**Okuma Metni:**
:::::
Anne Çocuk Bağının Temeli; Güven!
Anneyle çocuk arasındaki bağ, aslında kelimelerden çok daha önce başlar, hatta bazen kalbin atışıyla, nefesin ritmiyle, annenin iç sesine karışan o minik kıpırtılarla. Bebek doğmadan bile kurulan bu sessiz tanışıklık, doğumdan sonra görünmeyen ama güçlü bir köprüye dönüşür. Güven dediğimiz şey tam olarak bu köprünün ta kendisidir, her dokunuşta güçlenen, her seslenişte yeniden örülen, her bakışta biraz daha sağlamlaşan bir bağ.Bir bebek için dünya başlangıçta oldukça yabancı, gürültülü ve kimi zaman ürkütücüdür. Karanlıktan aydınlığa, sessizlikten yoğun sese, sıcaklıktan serinliğe geçer ve bu değişim onun için düşündüğümüzden çok daha büyük bir deneyimdir. İşte bu noktada annenin varlığı, dünyaya uyum sağlama sürecinin en önemli pusulası olur. Bebeğin annenin kokusunu araması, sesini duyduğunda huzur bulması, ten temasına yönelmesi yalnızca duygusal bir an değil, beyninde güven duygusunu oluşturan biyolojik bir köklenmedir. Güven böyle böyle adım adım, dokunuş dokunuş büyür.
Günlük hayatta annelerin bazen fark etmeden yaptığı küçük davranışlar, bu bağın en güçlü yapı taşlarıdır. Bir bebek ağladığında kucağa alınması, buradayım mesajını verir. Acıktığında, üşüdüğünde ya da sadece yakın olmak istediğinde ihtiyaçlarına karşılık bulması, dünya güvenilir bir yer inancını oluşturur. Bu inanç da çocuğun ilerleyen yıllardaki duygusal dayanıklılığını, sosyal ilişkilerini ve hatta öğrenme hızını bile etkileyen bir temel haline gelir. Güvenli bağlanan çocuklar dünyayı keşfederken daha cesur, sosyal ilişkilerde daha açık ve zorlanılan anlarda daha dirençli olurlar.
:::::
**Kayıtlı Satırlar:**
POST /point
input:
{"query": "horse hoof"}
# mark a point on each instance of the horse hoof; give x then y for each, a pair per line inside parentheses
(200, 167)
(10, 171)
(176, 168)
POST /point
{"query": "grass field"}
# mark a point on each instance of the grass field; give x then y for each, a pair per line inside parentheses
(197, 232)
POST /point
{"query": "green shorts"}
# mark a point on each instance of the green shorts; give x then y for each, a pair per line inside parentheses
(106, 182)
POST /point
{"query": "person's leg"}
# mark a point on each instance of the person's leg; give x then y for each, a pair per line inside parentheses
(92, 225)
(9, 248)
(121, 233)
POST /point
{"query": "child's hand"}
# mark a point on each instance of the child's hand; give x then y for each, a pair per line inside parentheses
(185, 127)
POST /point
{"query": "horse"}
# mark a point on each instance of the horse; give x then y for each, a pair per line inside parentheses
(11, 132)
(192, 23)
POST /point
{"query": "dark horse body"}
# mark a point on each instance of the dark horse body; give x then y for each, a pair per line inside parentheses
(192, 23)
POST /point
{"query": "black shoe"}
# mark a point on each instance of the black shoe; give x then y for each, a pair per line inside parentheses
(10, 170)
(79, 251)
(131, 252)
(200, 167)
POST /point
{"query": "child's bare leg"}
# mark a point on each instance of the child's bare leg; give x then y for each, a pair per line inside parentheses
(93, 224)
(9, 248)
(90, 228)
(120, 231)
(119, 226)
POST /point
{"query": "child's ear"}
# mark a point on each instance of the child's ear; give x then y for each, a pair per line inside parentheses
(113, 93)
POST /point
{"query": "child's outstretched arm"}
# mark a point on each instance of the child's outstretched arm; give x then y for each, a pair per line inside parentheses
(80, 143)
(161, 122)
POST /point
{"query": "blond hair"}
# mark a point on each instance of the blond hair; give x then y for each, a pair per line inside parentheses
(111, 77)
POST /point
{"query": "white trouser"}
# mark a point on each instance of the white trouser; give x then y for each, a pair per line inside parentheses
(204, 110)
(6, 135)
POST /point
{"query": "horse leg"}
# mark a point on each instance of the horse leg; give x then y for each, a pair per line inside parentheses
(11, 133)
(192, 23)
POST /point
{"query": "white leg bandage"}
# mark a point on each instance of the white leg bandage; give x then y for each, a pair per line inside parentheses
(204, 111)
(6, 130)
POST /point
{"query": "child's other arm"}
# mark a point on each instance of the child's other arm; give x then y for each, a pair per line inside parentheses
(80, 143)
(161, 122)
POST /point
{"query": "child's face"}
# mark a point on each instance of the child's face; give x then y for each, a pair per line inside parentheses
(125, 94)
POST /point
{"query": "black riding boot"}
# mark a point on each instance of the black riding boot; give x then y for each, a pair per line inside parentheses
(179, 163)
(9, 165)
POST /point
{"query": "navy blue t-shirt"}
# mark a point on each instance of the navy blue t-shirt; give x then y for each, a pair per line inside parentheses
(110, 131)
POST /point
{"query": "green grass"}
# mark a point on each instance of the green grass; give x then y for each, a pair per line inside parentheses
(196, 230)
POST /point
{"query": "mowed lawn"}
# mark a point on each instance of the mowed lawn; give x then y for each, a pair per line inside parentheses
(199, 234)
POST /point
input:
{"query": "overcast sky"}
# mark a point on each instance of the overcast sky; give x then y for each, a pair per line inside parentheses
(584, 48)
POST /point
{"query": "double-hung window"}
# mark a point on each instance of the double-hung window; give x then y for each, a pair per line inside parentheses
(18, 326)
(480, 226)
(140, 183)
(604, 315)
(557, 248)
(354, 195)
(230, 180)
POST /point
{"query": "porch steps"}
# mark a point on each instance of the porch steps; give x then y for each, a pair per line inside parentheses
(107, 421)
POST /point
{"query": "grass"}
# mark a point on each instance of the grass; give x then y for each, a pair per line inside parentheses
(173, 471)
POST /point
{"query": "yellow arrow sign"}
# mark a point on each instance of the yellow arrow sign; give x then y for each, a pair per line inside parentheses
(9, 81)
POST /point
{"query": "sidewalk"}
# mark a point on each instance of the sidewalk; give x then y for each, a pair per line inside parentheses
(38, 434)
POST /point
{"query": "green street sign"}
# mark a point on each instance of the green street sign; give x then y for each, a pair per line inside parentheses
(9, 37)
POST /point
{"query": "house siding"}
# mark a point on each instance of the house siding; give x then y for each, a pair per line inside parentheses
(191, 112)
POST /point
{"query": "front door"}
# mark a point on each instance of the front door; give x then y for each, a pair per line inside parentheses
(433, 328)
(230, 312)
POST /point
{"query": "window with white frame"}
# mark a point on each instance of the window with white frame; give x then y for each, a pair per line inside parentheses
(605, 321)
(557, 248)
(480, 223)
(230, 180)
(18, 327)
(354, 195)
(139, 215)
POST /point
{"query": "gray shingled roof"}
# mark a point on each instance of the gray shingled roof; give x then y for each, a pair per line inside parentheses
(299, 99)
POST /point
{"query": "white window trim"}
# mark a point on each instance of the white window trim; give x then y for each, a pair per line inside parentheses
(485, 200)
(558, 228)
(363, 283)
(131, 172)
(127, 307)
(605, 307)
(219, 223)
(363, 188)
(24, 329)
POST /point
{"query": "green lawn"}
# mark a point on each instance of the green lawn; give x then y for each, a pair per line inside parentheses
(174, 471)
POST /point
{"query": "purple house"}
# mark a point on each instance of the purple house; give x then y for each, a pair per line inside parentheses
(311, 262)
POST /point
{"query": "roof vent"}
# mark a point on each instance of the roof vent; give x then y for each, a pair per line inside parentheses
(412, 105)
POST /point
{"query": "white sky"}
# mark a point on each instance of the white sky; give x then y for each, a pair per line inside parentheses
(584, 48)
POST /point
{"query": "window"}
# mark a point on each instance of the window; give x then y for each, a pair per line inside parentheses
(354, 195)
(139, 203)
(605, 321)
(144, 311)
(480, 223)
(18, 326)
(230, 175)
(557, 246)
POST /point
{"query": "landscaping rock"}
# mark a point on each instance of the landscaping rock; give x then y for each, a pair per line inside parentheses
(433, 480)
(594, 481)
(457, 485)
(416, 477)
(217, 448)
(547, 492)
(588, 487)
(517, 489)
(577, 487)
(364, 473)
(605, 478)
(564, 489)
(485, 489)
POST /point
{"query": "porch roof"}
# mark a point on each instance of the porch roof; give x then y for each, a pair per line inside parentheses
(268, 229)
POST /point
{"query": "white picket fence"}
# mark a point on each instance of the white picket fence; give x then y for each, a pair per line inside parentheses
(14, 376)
:::::
**Yapılacaklar:**
A – Okuma metninde "Günlük hayatta annelerin" sözcükleriyle başlayıp "daha dirençli olurlar." sözcükleriyle biten bölümü, bu son sözcükler de dahil olmak üzere aynen kopyalayın.
B – Okuma metnindeki "Güven böyle böyle adım adım, dokunuş dokunuş büyür." cümlesini İngilizceye çevirin.

**Görev Çözümleri:**
A –
Günlük hayatta annelerin bazen fark etmeden yaptığı küçük davranışlar, bu bağın en güçlü yapı taşlarıdır. Bir bebek ağladığında kucağa alınması, buradayım mesajını verir. Acıktığında, üşüdüğünde ya da sadece yakın olmak istediğinde ihtiyaçlarına karşılık bulması, dünya güvenilir bir yer inancını oluşturur. Bu inanç da çocuğun ilerleyen yıllardaki duygusal dayanıklılığını, sosyal ilişkilerini ve hatta öğrenme hızını bile etkileyen bir temel haline gelir. Güvenli bağlanan çocuklar dünyayı keşfederken daha cesur, sosyal ilişkilerde daha açık ve zorlanılan anlarda daha dirençli olurlar.

B – Trust grows like this, step by step, touch by touch.